PROBLEM STATEMENT: Carry on the passage about soaring oil prices from the point where it stops.

Experts say oil prices, now well north of $120 a barrel, are probably headed higher still, an unprecedented spiral that threatens to cripple economies everywhere people drive, manufacture or eat. An America still trying to avoid a recession born in the mortgage markets may be especially vulnerable.

As bad as things have become, they're only going to get worse, if not in this outbreak, then in the next. Inelastic supplies, speculation in the commodity markets and growing demand from China and India make disruptive price increases a virtual certainty.

Such inflationary pressures are bad enough, but when American purchasing power - especially below the median wage - hasn't increased much in several years, the stage is set for sustained financial stress for people who can least afford it.

And though we have seen such a day coming, the world is still without good alternatives, at least immediate ones.

Drilling in the Arctic National Wildlife Refuge, for which the president has consistently argued and which this page has endorsed, would take years to come on line, as would petroleum production from oil sands, shale or coal. In any case, none of those is likely to lower oil prices much, and might make the problem of global warming even worse.

STORED RECORDS:
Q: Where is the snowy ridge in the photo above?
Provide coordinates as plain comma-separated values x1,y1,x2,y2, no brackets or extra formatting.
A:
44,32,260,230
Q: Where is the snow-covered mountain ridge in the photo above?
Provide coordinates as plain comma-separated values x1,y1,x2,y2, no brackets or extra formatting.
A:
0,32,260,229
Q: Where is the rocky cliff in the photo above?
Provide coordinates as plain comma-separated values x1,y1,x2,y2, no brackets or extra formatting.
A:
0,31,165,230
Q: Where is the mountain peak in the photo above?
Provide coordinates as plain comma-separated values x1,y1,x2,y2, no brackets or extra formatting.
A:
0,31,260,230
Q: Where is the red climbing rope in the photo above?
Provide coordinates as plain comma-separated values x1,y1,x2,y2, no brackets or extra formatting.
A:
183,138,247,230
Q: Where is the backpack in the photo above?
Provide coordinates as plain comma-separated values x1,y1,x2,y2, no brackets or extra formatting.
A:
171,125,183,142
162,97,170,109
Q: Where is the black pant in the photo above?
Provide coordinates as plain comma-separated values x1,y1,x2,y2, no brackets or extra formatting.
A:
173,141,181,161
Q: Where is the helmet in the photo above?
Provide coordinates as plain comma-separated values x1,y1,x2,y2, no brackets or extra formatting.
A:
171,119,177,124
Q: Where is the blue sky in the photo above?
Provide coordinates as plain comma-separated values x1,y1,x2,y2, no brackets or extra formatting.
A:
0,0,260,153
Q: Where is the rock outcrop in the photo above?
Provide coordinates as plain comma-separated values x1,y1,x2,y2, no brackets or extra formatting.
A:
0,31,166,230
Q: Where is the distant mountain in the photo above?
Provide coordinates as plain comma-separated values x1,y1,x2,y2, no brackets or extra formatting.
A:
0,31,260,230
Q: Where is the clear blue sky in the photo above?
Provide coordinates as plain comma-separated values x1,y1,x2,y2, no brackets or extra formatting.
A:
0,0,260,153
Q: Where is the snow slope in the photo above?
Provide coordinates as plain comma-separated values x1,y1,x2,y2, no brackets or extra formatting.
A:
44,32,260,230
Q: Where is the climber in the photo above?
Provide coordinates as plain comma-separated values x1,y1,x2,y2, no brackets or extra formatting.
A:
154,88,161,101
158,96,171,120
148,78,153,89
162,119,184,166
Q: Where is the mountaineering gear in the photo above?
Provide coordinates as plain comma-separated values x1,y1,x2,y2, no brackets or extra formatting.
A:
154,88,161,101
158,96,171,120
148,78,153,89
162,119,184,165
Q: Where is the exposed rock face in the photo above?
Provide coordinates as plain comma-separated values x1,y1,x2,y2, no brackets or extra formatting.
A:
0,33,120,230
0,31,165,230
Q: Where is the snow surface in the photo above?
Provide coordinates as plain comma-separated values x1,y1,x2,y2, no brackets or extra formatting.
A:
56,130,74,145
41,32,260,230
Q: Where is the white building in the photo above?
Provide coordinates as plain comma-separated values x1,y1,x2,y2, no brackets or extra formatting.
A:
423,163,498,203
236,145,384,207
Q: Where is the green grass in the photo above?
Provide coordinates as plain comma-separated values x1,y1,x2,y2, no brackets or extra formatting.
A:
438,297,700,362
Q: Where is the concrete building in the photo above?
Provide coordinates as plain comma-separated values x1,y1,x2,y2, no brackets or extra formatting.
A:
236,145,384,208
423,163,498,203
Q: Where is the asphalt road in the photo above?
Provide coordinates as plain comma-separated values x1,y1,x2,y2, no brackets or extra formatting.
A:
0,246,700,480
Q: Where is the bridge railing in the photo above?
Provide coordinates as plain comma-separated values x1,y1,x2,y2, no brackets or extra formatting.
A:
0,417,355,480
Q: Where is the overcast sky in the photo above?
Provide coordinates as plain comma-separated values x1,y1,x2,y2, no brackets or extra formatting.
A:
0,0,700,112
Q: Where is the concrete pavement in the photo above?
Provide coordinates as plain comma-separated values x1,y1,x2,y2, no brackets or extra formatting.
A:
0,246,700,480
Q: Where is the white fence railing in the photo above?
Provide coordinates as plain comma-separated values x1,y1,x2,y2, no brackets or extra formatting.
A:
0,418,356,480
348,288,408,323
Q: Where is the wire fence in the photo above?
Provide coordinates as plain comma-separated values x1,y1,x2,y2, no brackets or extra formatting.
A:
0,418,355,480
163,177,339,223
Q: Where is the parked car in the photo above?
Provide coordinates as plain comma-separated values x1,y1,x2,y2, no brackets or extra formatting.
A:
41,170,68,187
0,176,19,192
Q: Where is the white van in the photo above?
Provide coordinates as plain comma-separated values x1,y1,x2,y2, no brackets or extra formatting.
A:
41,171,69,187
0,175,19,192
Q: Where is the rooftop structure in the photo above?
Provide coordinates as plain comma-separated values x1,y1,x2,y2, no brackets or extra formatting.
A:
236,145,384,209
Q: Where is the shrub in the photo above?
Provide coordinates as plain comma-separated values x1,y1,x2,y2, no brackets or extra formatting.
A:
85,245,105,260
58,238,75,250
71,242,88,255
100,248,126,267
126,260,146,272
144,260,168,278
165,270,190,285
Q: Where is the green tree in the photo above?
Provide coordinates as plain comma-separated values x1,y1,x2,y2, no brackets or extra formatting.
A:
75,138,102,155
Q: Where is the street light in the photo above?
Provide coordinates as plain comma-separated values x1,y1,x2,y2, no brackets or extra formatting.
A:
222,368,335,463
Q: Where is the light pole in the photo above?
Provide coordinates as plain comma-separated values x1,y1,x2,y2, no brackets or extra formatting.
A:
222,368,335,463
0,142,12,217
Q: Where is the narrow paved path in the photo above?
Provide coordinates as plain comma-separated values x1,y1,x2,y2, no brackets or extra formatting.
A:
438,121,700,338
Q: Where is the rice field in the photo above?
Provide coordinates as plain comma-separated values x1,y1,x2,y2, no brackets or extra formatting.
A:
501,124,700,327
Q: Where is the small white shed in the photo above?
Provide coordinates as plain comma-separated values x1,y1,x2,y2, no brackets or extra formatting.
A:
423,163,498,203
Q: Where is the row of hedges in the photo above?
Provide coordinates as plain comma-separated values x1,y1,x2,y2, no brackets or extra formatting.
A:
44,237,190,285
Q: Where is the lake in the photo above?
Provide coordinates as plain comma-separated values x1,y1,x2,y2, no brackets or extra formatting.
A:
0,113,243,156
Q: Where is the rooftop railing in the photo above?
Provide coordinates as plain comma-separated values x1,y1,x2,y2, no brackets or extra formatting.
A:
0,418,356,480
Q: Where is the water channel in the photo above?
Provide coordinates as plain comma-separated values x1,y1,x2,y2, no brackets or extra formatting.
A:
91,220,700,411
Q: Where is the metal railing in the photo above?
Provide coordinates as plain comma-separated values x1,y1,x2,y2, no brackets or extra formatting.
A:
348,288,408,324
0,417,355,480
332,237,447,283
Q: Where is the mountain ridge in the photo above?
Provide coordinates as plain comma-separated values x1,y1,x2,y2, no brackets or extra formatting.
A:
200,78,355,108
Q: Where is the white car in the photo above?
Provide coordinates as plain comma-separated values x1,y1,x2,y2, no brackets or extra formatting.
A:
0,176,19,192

RESPONSE BELOW:
Some self-styled experts argue that what America really needs is new gasoline refineries, but capacity isn't the problem. The oil industry argues that it may even have too much capacity because of increased ethanol requirements. Ethanol is a double - maybe triple - danger to the planet. It is inefficient to produce, requiring almost as much energy as it provides; it also diverts farmland, fertilizer and crops from the food supply, raising the cost of everything from rice to tortillas.

The simplest solution to an immediate energy shortage is for OPEC to open its spigot. The problem is that nobody knows how long the cartel's supply might last, or what kind of international nastiness all the additional oil revenue would finance.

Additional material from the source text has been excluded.